• [Requirements]
a: Repeat word for word the portion of the passage on storytelling and memory starting with "But it, it's" and going on through "point of connection.".
b: In the passage on storytelling and memory, why is remembering an acronym easier than remembering a series of letters one by one? Answer in one to three sentences.
c: Supply the next part of the passage on storytelling and memory, picking up after its final sentence.

• [Selection]
You remember the story in a way that you wouldn't remember all the individual parts. It's like, psychological phenomenon of chunking, right? If you can take a bunch of disparate things and put them together into one, that's why remembering an acronym is easier than remembering a whole series of letters individually. Or why phone numbers. They, they like to figure out what words to spell out and put the phone number, in a text format so you only have to remember one thing versus, a bunch of things. And so one example that I love that highlights the role that, a different way, a storytelling, a more of an arts and humanities approach can have in helping us communicate about scientific topics. Daniel t is an author and artist. he has Asperger's and he wrote a book called Born on a Blue Day. He also has anesthesia. [00:46:00] So the blue day, is the day that he was born is coated blue for him. he set a record at the time, which was I think mid two thousands for reciting the most digits of pi.

He later made a painting that reflected how he saw pi. And this was why he, this is so timely because we're recording this the day before pi day. So, he explained this is, this is how pie looked in his mind. And so when he was remembering pi and recalling it and reciting it, he wasn't actually remembering. Th 10,000 digits or whatever it was that he recited pie out to, he was remembering this picture in his mind, and then he could go in his mind and kinda zoom into different parts of it and see it in detail. So we don't all have the benefit of being able to see numbers in that way. But I do think that a story is a similar kind of device, or maybe it is a poem or maybe it is a painting.

But it, it's something that integrates these different sources of information and makes it a whole thing so that instead of remembering all the individual pieces, you remember a whole thing. And then it brings in the [00:47:00] emotion as well, which is another point of connection.

• [Rows]
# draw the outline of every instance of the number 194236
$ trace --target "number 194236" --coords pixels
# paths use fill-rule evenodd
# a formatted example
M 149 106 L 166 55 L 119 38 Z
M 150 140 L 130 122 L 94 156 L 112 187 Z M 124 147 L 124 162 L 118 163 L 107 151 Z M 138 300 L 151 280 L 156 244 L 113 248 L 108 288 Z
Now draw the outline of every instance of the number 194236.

• [Solved problems]
a:
But it, it's something that integrates these different sources of information and makes it a whole thing so that instead of remembering all the individual pieces, you remember a whole thing. And then it brings in the [00:47:00] emotion as well, which is another point of connection.

b: It comes from chunking. When you combine a bunch of disparate things into one, you only have to remember one thing instead of many separate pieces.

c:
[00:47:02] Michael Hawk: I realized that my question was not well worded, but you opened up a whole other avenue of thought for me because I was thinking about how I like to point out these things like, here's a certain type of jumping spider and it's here because of this, but really that is a primitive story in itself.

It's here because of this, but what I like to do is build it broader. And I think what you're saying here is that We're only limited by the creativity we bring to the storytelling because it's sort of an infinite set of options of ways that we can relate this subject. something that, that I tried here just recently was how there was a mystery, years and years ago of migratory birds.

Where did they go? when they left for the winter? And this is, I forget where in Europe, but here it is again. I'm remembering the story. I'm not remembering the specifics.

[00:47:50] Jocelyn Bosley: right.

[00:47:51] Michael Hawk: and people had all these theories. They thought that maybe they went under water and burrowed into the mud and then they came back in the spring or they flew to the moon.

Like that was [00:48:00] actually an accepted story that they went to the moon and then they came back. And when I'm leading bird walks talking about migratory birds, adding that little story into. you know whatever, we just saw this bird that just arrived from Argentina yesterday, or, you know, whatever the case might be, that really helps make it memorable.

So I thank you for helping kind of show the spectrum of storytelling that could exist.

[00:48:23] Jocelyn Bosley: that's a a

[00:48:24] Michael Hawk: I,

[00:48:24] Jocelyn Bosley: point. Absolutely. It's all about, yeah. You know, just making something meaningful.

[00:48:29] Michael Hawk: And you know, along these lines since this audience here, it's a mix of scientists and iNaturalist and people just interested in nature. And I, I always like to advocate that anyone listening, please have discussions with your friends and neighbors and coworkers about the wonder of nature and the importance of nature.

What techniques or tips or suggestions might you have for for people in those more casual conversations that they may be having?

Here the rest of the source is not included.